*REQUIRED WORK*:
1: Answer these questions from the post on job networking:
(a) How many copies of the first networking letter did the writer send?
(b) Which professional organization does the writer name for the marriage and family therapy field?
(c) In what year and in what field did the writer graduate from Brigham Young University?
2: Carry on the post about job networking from the point where it stops.

*QUOTED PASSAGE*:
Glad to hear of your work and your life.

Peace bro,

Jonathan

Q&A for Pros: Looking for Work? Do a Networking Blitz!

Q: I have a friend just graduated with his masters in clinical psychology and is looking for a job (does not have his license yet). Do you know of any places that may be hiring? A: Sorry, I'm not in the loop as far as any available jobs at this point. However, I would recommend doing a networking blitz:

1. Send a cover letter introducing himself with his resume to any/all of the treatment providers, mental health centers, rehabs, and agencies that interest him (and even the ones who don't, as you never know who will know someone who knows someone) and follow up the following week with a phone call. This may be an obvious suggestion, however, I'm always surprised by how many people don't.

When I was graduating in Illinois we knew we were moving back to Utah so Kara could resume her schooling. I only knew a few people in Utah professionally with whom to network. We had no money in reserve. I needed a job as soon as I got to Utah. So this was early Internet days so I looked up what I could online, but mostly scoured a Utah County phonebook I found at the library, for every single provider (solo, group, agency, etc) I could find and mailed them all the following networking letter with my resume.

May 1, 1997

Name Address Provo, UT 84604

Dear ________________,

I am currently exploring job opportunities in the Utah County and Salt Lake County areas. I am relocating myself and my family to Utah County where I am seeking employment as a mental health professional. I am looking forward to returning to the community where I had such rewarding experiences in the field. I am writing to you in the hope that you may be able to assist me in exploring employment opportunities with your organization or other organizations you are aware of that may have positions available.

I graduated from Brigham Young University in Family Sciences in 1993. Since then my training has been in the field of substance abuse with the Utah Alcoholism Foundation and in the field of marriage and family therapy at Northern Illinois University’s Marriage and Family Therapy graduate program.

I have enclosed my resume detailing my qualifications as well as my references. I will be available for an interview in your area after May 19th. Please feel free to call me if you have any further questions at (815) 756-xxxx prior to May 15th or at (801) 763-xxxx after May 18th. Any assistance you can grant will be greatly appreciated. I look forward to hearing from you. Thank you for your time and consideration.

Respectfully,

Jonathan D. Sherman

Enclosures: resume reference

I sent 70 of these. I then called most of them up. Nothing. However, that was the market then. But I did get one solid lead from the next method:

2. Contact the state division of his professional organization and see who there knows who's hiring. For my field it's the Utah Association for Marriage and Family Therapy. I'm sure he has one for clinical psychologists. This is how I got my first job out of grad school, which opened the door for every other opportunity I've had since.  I sent a modified version of my networking letter as follows:

May 2, 1997

Lynne Maynes, Ph.D. Counseling Center P.O. Box 681499 Park City, UT 84068-1499

Dear Dr. Maynes,

Beth Hughes with the UAMFT suggested I contact you. Last month I was able to talk with Becky at your organization and she suggested I send you my vita. I am currently exploring job opportunities in the Utah County and Salt Lake County areas. I am relocating myself and my family to Utah County where I am seeking employment as a mental health professional. I am looking forward to returning to the community where I had such rewarding experiences in the field. I am writing to you in the hope that you may be able to assist me in exploring employment opportunities with your organization or other organizations you are Daware of that may have positions available.

*EXTRACTED INFORMATION*:
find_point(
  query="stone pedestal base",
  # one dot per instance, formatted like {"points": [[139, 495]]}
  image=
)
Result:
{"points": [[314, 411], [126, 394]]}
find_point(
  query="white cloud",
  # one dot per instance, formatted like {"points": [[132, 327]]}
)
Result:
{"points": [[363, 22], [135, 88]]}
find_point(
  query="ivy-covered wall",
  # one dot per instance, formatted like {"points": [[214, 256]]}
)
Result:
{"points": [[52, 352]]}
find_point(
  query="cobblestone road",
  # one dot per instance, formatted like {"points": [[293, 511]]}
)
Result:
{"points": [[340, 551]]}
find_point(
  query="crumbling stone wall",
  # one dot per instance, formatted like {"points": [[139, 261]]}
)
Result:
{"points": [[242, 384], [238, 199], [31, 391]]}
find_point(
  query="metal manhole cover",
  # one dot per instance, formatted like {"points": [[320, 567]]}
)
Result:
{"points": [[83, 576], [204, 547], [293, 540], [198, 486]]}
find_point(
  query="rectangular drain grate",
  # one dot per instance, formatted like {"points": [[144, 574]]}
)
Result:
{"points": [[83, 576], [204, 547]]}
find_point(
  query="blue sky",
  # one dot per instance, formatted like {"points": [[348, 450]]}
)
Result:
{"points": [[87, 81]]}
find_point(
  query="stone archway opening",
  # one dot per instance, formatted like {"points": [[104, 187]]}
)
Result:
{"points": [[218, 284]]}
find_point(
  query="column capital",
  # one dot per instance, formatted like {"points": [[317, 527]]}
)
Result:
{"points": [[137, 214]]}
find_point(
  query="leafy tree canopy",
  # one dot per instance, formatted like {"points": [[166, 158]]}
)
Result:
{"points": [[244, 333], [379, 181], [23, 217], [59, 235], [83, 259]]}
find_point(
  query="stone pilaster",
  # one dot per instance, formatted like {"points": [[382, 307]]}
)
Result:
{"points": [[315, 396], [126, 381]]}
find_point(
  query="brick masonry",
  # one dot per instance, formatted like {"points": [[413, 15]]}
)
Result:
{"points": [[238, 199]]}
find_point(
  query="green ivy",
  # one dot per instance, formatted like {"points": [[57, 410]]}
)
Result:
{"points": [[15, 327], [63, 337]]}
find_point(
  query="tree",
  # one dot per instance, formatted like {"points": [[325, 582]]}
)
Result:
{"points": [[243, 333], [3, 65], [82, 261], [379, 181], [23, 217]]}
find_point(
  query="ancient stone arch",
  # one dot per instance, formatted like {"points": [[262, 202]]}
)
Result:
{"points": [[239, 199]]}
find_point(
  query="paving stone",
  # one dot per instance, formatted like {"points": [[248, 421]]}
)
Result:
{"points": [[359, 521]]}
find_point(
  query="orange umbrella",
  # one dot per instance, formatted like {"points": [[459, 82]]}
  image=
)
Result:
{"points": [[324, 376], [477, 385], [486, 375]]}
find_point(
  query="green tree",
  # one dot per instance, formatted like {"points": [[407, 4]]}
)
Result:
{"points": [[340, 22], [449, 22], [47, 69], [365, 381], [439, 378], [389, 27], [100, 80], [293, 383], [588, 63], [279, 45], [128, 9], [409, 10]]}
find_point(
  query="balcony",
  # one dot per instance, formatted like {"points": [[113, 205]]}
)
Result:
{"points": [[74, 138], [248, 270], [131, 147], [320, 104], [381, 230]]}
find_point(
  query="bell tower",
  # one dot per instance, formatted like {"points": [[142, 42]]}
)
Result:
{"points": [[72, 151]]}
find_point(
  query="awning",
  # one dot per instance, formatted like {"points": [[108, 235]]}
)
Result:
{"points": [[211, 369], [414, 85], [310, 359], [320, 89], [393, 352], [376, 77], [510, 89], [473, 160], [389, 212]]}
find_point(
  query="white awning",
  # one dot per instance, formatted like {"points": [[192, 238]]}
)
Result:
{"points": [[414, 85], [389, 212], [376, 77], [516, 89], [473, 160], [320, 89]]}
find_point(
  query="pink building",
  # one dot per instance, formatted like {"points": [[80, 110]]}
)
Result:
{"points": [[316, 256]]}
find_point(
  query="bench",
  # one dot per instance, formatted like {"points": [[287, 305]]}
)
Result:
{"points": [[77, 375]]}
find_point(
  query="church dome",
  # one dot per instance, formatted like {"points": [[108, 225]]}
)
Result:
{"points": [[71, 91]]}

*OUTPUTS BY TASK*:
1:
(a) 70
(b) The Utah Association for Marriage and Family Therapy
(c) 1993, in Family Sciences

2:
I graduated from Brigham Young University in Family Sciences in 1993. Since then my training has been in the field of substance abuse with the Utah Alcoholism Foundation and in the field of marriage and family therapy at Northern Illinois University’s Marriage and Family Therapy graduate program.

I have enclosed my resume detailing my qualifications as well as my references. I will be available for an interview in your area after May 19th. Please feel free to call me if you have any further questions at (815) 756-xxxx prior to May 15th or at (801) 763-xxxx after May 18th. Any assistance you can grant will be greatly appreciated. I look forward to hearing from you. Thank you for your time and consideration.

Respectfully,

Jonathan D. Sherman

Enclosures: resume references

3. And he's already doing #3--ask everyone you know who they know... And while I don't know of any leads specifically right now I'm happy to post the need on my Facebook and Twitter and see if anyone knows anything. It  may or may not yield anything, but you never know—and as of this writing POW! that's 4,700 people instantly added to his network! If there are any leads I'll forward them on to you, or your friend can friend me on Facebook and Twitter and keep an eye on these posts himself.

4. Consider the rural option. Question: Is he local, does he want to stay local or willing to relocate? There are often great jobs in rural settings/boonies and they are willing to pay more b/c a lot of people aren't willing to relocate and they desperately need providers. Further, many states have Rural Loan Repayment programs where by committing to work a min of 2 years in a rural setting he can get a lot and sometimes all of his grad school loans paid off.

Hope this helps.

—[ More "PRACTICE BUILDERS FOR PROS" tips here... ]—

Ask an MFT: Questions from College Students About Being an MFT

  ASK AN MFT: I spoke to a Family Systems class at Utah Valley University (UVU) about being a Marriage & Family Therapist. I had the students ask me questions ahead of time online. What questions would YOU ask? Here are their questions (organized in topics) that we covered.

Podcast coming soon: I recorded this Q&A and will post as a podcast for those who are interested in the answers I gave.

See what they thought: Their evaluation results are below.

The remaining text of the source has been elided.